**Excerpted passage:**

*-*-*

# wheel bearings



## johnnyP (Sep 15, 2002)

I have a 21ft travel trailer and 3 of the 4 wheels/bearing caps run just warm to the touch (about 100 F)(highway driving, little brake use). However, one wheel/bearing cap gets hot to the touch (about 135 F). (The brakes are running free and the wheel bearing does have some play).

Hot hot is "too hot"?

Thanks,

JohnnyP


----------



## thumbs (Sep 15, 2002)

wheel bearings

Of course the question is when did you repack the bearings last.  If it were me I would take em all out clean and repace each.  They should just run warm if properly lubed.  I don't know about travel trailers but I would put in bearing buddies next time and lube em once or twice a season just by usin a grease gun loaded with wheel bearing grease.  I have em on a boat trailer I have had for over twenty years and never had a problem with bearings, even goin in and out of water.  Now when I submerge the bearings I grease em first to keep the water out.  Oh remember to use the buddy bra's to keep the grease off the outside of your wheels.

Gary

Souderton, Pa


----------



## C Nash (Sep 15, 2002)

*-*-*

**Provided records:**
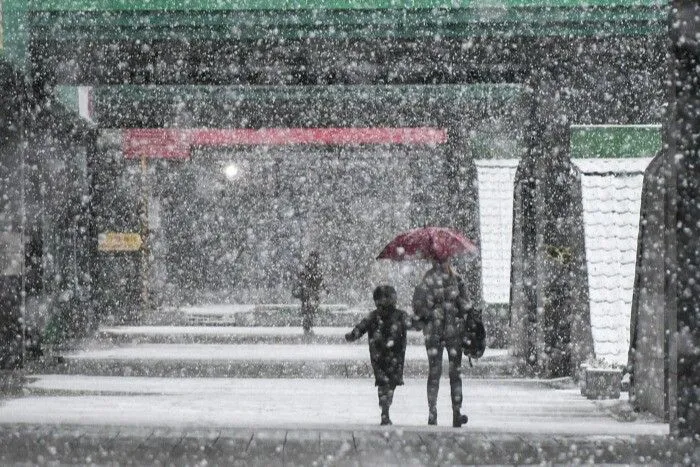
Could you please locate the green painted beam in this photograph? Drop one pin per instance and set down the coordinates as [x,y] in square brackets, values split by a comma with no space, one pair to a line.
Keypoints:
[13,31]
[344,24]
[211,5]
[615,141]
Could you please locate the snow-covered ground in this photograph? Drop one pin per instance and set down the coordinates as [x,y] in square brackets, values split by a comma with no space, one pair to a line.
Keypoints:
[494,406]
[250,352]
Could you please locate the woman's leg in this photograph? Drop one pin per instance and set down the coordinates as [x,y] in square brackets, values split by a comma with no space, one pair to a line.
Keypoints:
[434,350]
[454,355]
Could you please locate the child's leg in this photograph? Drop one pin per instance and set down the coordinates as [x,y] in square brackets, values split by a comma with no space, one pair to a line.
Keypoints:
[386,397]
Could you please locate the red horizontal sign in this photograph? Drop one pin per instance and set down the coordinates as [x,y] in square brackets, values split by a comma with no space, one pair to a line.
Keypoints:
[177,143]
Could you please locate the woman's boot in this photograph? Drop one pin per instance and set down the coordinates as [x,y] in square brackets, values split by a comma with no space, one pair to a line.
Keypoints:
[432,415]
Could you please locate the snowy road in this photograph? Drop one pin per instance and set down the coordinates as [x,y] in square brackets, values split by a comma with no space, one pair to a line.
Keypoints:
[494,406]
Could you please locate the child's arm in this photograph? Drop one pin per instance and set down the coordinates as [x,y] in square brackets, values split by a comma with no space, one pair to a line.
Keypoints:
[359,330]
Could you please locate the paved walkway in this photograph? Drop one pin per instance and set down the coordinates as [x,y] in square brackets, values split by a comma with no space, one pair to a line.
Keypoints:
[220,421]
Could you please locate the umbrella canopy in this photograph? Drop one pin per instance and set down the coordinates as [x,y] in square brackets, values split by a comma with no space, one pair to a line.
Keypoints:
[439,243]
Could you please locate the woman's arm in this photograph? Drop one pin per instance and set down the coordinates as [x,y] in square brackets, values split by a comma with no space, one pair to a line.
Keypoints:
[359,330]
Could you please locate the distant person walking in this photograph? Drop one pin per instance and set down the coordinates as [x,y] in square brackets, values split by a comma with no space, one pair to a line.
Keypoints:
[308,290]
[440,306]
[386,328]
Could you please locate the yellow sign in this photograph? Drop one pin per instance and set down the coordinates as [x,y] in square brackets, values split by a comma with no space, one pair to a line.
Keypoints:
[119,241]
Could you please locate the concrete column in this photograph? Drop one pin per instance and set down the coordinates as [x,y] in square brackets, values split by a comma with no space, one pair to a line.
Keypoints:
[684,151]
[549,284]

*-*-*

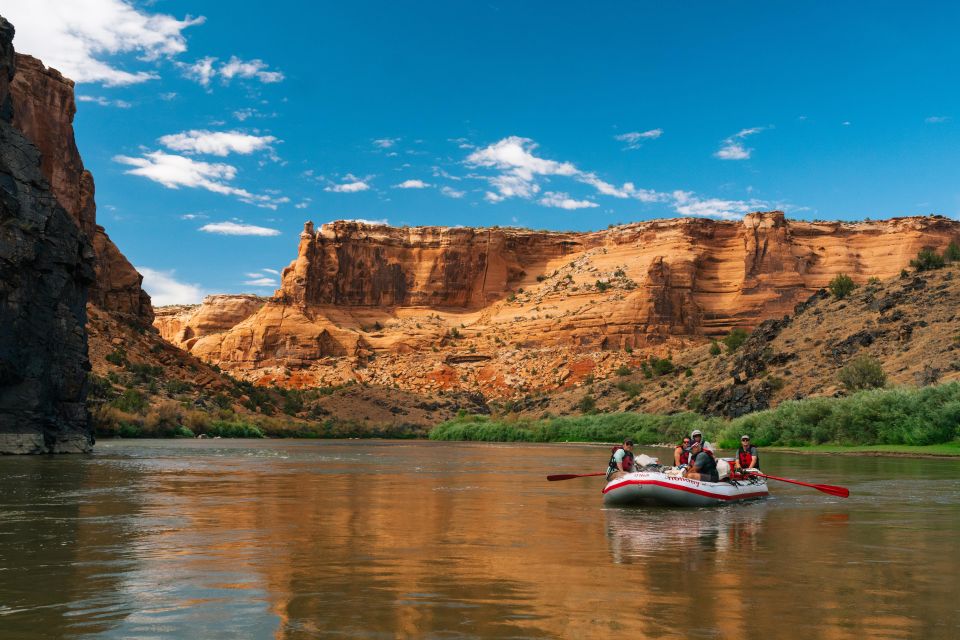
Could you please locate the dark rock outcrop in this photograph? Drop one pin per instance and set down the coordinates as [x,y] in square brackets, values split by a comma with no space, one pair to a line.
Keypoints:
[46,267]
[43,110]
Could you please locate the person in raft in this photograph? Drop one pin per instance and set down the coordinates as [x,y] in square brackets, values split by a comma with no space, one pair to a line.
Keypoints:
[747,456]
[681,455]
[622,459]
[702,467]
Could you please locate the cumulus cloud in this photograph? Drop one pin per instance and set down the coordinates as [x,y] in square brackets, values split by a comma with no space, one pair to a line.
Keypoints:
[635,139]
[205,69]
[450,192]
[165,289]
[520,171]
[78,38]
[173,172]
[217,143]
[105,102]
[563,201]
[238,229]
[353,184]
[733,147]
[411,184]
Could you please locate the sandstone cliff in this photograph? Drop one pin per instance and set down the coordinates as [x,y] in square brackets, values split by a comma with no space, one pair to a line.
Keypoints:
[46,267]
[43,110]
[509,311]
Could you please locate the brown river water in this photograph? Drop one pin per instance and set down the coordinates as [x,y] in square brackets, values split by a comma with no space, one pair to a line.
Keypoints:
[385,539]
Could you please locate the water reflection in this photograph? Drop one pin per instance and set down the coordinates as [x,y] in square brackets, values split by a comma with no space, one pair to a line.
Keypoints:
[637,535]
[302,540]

*-*-*

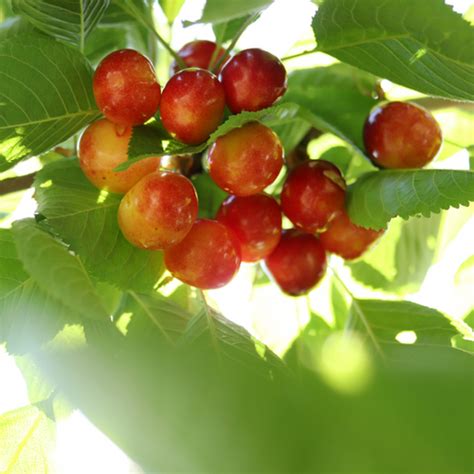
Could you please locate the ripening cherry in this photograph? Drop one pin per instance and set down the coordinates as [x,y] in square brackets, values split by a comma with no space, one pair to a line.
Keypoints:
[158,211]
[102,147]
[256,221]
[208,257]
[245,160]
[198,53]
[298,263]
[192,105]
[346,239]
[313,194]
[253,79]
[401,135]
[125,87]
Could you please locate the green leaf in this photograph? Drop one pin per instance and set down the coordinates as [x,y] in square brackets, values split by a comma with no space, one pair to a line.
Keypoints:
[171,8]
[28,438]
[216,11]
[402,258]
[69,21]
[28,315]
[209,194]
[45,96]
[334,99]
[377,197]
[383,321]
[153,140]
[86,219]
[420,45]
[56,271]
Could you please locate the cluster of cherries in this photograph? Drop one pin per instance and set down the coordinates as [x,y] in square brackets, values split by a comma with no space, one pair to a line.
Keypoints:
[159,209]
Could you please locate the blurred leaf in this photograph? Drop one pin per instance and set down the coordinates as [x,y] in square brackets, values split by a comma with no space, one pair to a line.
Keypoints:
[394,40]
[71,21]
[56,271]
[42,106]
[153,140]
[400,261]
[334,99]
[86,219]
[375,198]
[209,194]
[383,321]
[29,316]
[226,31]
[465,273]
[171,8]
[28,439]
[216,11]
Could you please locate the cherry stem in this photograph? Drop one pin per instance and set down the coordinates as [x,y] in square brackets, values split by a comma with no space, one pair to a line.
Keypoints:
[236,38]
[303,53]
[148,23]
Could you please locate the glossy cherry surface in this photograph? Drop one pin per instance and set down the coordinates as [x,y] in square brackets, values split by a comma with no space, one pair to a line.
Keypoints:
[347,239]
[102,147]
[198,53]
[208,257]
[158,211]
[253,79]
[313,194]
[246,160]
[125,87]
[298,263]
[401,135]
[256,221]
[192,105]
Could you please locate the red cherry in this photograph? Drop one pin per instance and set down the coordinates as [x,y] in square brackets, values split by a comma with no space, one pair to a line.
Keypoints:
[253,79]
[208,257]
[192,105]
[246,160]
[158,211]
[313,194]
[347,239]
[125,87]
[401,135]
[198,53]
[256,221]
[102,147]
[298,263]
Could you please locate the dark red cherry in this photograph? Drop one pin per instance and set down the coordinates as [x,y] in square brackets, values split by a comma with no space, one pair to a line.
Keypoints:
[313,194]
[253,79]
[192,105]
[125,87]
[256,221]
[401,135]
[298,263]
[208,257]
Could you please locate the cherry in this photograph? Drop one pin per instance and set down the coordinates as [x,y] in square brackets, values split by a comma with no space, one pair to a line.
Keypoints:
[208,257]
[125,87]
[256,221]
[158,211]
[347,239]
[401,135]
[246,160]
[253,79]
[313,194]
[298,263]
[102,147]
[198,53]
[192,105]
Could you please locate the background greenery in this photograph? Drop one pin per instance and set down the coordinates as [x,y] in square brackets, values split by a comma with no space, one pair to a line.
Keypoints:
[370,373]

*-*-*

**Description of the task:** Write the next part of the wheel bearing forum thread above, starting with the post under the "C Nash (Sep 15, 2002)" heading.

**Task response:**
wheel bearings

If you have already packed and inspected the bearings you may have to much greese in the hub.  To much greese is as bad as not enough, well nearly.  To much greese keeps the heat in the hub. Years ago we would pack the hub and dust cap full but, we did not have the interstate roads and seldom drove over 45 or 50.

Chelse L. Nash
fulltimer03@yahoo.com


----------



## johnnyP (Sep 22, 2002)

wheel bearings

Thanks for the help, guys. Discovered what the problem was (the brake shoe was rubbing the drum). All OK now.


----------



## C Nash (Sep 22, 2002)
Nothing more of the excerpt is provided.